=== ACTIVITY ===
Could you print the full listing below, keeping each line identical?

((

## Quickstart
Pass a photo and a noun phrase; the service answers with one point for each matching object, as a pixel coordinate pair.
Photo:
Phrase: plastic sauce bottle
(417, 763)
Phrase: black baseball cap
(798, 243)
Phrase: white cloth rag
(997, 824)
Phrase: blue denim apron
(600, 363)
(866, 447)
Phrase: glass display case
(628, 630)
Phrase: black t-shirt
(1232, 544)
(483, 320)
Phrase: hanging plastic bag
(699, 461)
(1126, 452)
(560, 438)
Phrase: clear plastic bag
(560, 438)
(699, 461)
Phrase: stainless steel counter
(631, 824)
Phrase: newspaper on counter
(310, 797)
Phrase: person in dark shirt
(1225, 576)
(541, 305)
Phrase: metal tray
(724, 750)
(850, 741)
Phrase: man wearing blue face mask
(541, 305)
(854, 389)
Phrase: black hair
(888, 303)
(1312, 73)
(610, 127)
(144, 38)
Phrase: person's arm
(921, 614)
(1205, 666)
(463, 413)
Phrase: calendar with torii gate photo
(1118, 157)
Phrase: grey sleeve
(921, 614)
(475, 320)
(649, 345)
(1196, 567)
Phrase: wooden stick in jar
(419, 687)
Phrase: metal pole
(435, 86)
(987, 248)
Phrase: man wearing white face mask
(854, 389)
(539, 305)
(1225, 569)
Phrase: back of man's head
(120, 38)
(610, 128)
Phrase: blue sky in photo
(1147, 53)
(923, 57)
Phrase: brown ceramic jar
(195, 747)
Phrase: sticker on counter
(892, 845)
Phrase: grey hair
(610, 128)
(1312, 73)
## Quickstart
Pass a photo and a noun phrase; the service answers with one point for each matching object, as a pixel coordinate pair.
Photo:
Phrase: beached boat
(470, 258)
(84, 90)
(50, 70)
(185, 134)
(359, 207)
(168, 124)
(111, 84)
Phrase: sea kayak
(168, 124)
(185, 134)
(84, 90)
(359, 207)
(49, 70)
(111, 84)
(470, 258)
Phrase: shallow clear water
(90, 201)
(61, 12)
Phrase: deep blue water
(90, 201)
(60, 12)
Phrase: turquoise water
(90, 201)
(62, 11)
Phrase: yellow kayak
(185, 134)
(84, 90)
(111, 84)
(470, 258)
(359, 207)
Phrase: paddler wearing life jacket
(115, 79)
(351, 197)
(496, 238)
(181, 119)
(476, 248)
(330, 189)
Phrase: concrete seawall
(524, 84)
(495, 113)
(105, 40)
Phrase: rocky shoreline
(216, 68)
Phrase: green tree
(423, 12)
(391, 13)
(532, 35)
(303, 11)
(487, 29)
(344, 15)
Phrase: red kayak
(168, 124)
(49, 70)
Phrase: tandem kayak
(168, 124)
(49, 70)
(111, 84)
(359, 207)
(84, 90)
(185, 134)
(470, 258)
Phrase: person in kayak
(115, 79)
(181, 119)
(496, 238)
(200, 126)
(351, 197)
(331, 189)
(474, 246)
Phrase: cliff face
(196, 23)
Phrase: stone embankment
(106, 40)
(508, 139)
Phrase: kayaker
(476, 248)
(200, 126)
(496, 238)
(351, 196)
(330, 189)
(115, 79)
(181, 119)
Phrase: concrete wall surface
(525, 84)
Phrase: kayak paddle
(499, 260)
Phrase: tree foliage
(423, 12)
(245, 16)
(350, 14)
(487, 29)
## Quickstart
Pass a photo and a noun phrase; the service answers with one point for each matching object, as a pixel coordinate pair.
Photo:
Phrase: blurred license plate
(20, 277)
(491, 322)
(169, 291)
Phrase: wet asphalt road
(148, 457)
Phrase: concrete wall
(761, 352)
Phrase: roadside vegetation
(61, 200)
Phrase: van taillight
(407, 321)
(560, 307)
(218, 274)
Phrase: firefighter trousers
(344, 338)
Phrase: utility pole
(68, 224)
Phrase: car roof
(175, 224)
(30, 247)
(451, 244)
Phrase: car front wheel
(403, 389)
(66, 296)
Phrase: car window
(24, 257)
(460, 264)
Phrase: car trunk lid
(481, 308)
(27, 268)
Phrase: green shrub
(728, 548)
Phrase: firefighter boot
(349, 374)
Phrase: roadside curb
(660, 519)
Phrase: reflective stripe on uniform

))

=== EXERCISE SOLUTION ===
## Quickstart
Pass a photo and a noun phrase; the service answers with one point for each matching object, as a pixel coordinate pair.
Photo:
Phrase: plastic sauce bottle
(417, 763)
Phrase: black baseball cap
(798, 243)
Phrase: white cloth rag
(997, 824)
Phrase: blue denim apron
(600, 363)
(866, 447)
Phrase: glass display case
(628, 630)
Phrase: black t-shirt
(1232, 544)
(483, 320)
Phrase: hanging plastic bag
(699, 461)
(1126, 452)
(560, 438)
Phrase: clear plastic bag
(560, 438)
(699, 461)
Phrase: stainless steel counter
(631, 824)
Phrase: newspaper on counter
(310, 797)
Phrase: person in dark shirt
(1225, 576)
(541, 305)
Phrase: metal tray
(724, 750)
(850, 741)
Phrase: man wearing blue face mask
(541, 305)
(854, 389)
Phrase: black hair
(888, 303)
(1312, 73)
(610, 127)
(144, 38)
Phrase: person's arm
(921, 614)
(1205, 666)
(463, 413)
Phrase: calendar with torii gate photo
(1118, 157)
Phrase: grey sleeve
(921, 614)
(475, 320)
(649, 345)
(1196, 567)
Phrase: wooden stick in jar
(419, 687)
Phrase: metal pole
(435, 86)
(987, 248)
Phrase: man wearing white face mask
(854, 389)
(539, 305)
(1225, 569)
Phrase: back of man's head
(120, 38)
(610, 128)
Phrase: blue sky in photo
(1147, 53)
(923, 57)
Phrase: brown ceramic jar
(195, 747)
Phrase: sticker on counter
(892, 845)
Phrase: grey hair
(610, 128)
(1312, 73)
## Quickstart
Pass a photo and a noun phrase; the service answers with one point for each matching object, as a pixel coordinate pair.
Photo:
Phrase: beached boat
(470, 258)
(84, 90)
(50, 70)
(185, 134)
(359, 207)
(168, 124)
(111, 84)
Phrase: sea kayak
(168, 124)
(185, 134)
(84, 90)
(359, 207)
(49, 70)
(111, 84)
(470, 258)
Phrase: shallow clear water
(90, 201)
(61, 12)
Phrase: deep blue water
(90, 201)
(60, 12)
Phrase: turquoise water
(90, 201)
(62, 11)
Phrase: yellow kayak
(185, 134)
(84, 90)
(111, 84)
(470, 258)
(359, 207)
Phrase: paddler wearing life jacket
(115, 79)
(351, 197)
(496, 238)
(181, 119)
(476, 248)
(330, 189)
Phrase: concrete seawall
(524, 84)
(495, 113)
(105, 40)
Phrase: rocky shoreline
(216, 68)
Phrase: green tree
(423, 12)
(391, 13)
(532, 35)
(303, 11)
(487, 29)
(344, 15)
Phrase: red kayak
(168, 124)
(49, 70)
Phrase: tandem kayak
(168, 124)
(49, 70)
(111, 84)
(359, 207)
(84, 90)
(185, 134)
(470, 258)
Phrase: person in kayak
(115, 79)
(181, 119)
(496, 238)
(200, 126)
(351, 197)
(331, 189)
(474, 246)
Phrase: cliff face
(196, 23)
Phrase: stone embankment
(106, 40)
(508, 139)
Phrase: kayaker
(476, 248)
(200, 126)
(496, 238)
(351, 196)
(330, 189)
(115, 79)
(181, 119)
Phrase: concrete wall surface
(525, 84)
Phrase: kayak paddle
(499, 260)
Phrase: tree foliage
(423, 12)
(245, 16)
(350, 14)
(487, 29)
## Quickstart
Pass a photo and a noun phrase; the service answers with one point for each matching object, as a pixel coordinate pair.
Photo:
Phrase: blurred license plate
(20, 277)
(491, 322)
(169, 291)
Phrase: wet asphalt road
(148, 457)
Phrase: concrete wall
(761, 352)
Phrase: roadside vegetation
(61, 200)
Phrase: van taillight
(407, 321)
(560, 307)
(218, 274)
Phrase: firefighter trousers
(344, 338)
Phrase: utility pole
(68, 224)
Phrase: car roof
(175, 224)
(30, 247)
(451, 244)
Phrase: car front wheel
(403, 389)
(66, 296)
Phrase: car window
(24, 257)
(460, 264)
Phrase: car trunk lid
(481, 308)
(27, 268)
Phrase: green shrub
(728, 548)
Phrase: firefighter boot
(349, 374)
Phrase: roadside curb
(660, 519)
Phrase: reflective stripe on uniform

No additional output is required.